= Work request =
Everything from the line containing "Would you mind pointing to the blue" through the final line of the records must be transcribed verbatim; nothing else belongs in the result.

= Records for this exercise =
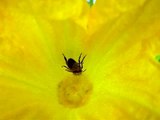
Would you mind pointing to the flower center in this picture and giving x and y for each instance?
(74, 91)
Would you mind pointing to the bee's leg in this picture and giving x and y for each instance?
(65, 59)
(81, 63)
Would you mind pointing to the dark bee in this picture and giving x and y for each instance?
(73, 66)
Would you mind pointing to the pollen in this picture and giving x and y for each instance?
(74, 91)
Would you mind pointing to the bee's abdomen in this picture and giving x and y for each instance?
(71, 63)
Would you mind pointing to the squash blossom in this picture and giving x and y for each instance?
(121, 39)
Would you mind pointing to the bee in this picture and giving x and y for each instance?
(73, 66)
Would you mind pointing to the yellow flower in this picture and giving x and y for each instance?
(122, 43)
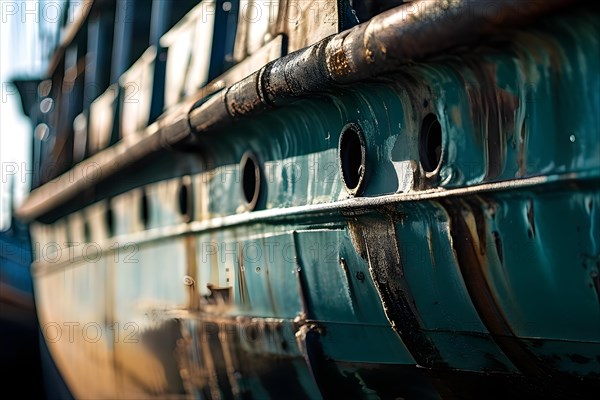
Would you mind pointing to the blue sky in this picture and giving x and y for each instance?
(22, 54)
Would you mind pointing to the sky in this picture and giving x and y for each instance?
(21, 55)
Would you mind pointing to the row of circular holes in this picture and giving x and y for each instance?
(352, 160)
(352, 152)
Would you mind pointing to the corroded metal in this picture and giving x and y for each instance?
(465, 266)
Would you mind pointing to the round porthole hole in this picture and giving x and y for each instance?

= Task result =
Would you mind pointing to the blue sky in this picture and giving x and y for each instance?
(22, 54)
Would you mind pointing to the sky in this picture and giving x and y for each instance?
(21, 55)
Would you mind pointing to the row of circular holes in this picture and giving x and y for each instance?
(352, 160)
(352, 152)
Would you mind pointing to the corroded metal in this picture and giving x and y for each instance?
(465, 266)
Would you mind pointing to the round porthole hole in this picture and giving x and y for each instance?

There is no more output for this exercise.